Provided material:
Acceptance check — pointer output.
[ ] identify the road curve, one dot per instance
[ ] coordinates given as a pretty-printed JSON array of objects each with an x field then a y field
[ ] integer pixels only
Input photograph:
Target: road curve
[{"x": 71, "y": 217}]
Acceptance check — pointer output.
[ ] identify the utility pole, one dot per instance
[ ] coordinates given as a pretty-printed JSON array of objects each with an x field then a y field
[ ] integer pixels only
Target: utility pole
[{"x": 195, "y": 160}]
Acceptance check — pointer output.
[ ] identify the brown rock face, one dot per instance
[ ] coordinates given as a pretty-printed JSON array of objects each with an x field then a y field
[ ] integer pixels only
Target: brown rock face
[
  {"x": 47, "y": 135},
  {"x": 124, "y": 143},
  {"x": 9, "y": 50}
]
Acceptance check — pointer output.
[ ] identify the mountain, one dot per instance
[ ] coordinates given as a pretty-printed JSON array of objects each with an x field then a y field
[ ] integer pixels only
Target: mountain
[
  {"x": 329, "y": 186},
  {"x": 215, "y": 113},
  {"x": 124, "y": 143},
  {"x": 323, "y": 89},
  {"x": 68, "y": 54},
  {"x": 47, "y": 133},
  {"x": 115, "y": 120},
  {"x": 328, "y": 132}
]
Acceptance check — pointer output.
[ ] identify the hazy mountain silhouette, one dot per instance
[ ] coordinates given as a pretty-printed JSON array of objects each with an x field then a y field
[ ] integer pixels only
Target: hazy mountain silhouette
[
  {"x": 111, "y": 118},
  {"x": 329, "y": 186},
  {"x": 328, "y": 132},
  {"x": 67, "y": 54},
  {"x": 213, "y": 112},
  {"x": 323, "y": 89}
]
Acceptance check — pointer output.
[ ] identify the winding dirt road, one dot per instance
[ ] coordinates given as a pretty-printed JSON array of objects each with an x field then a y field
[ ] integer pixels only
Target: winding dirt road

Brief: Your task is to repeat each line of the material exactly.

Written response:
Acceptance check — pointer output.
[ ] identify the road curve, one dot per instance
[ ] coordinates given as a pretty-printed JSON array of objects each with an x field then a y field
[ ] integer pixels only
Input photograph:
Target: road curve
[{"x": 71, "y": 217}]
Acceptance check — pointer output.
[ ] identify the utility pole, one dot per instance
[ ] coordinates given as a pretty-printed JSON array of objects each with an x field then a y field
[ ] integer pixels only
Target: utility pole
[{"x": 195, "y": 160}]
Acceptance check — pointer output.
[ ] identify the brown rock face, one dot per instance
[ ] coordinates given as a pretty-printed JSON array of objects each with an x field then a y field
[ ] integer pixels only
Target: brown rock face
[
  {"x": 47, "y": 135},
  {"x": 124, "y": 143},
  {"x": 9, "y": 50}
]
Acceptance check — pointer output.
[ ] identify the mountain, one dot per instance
[ ] coordinates given as a pretty-printed JSON array of objects each with an x field then a y field
[ ] integer pixels only
Target: mountain
[
  {"x": 329, "y": 186},
  {"x": 215, "y": 113},
  {"x": 124, "y": 143},
  {"x": 323, "y": 89},
  {"x": 68, "y": 54},
  {"x": 47, "y": 133},
  {"x": 115, "y": 120},
  {"x": 328, "y": 132}
]
Acceptance check — pointer output.
[ ] identify the hazy mountain silhouette, one dot per instance
[ ] coordinates given as a pretty-printed JSON array of objects each with an x field then a y field
[ ] integer pixels only
Target: hazy mountain silhouette
[
  {"x": 111, "y": 118},
  {"x": 329, "y": 186},
  {"x": 328, "y": 132},
  {"x": 67, "y": 54},
  {"x": 213, "y": 112},
  {"x": 323, "y": 89}
]
Acceptance check — pointer output.
[ ] identify the winding dirt road, one dot per instance
[ ] coordinates given as a pretty-printed JSON array of objects each with an x field then a y field
[ ] integer pixels only
Target: winding dirt road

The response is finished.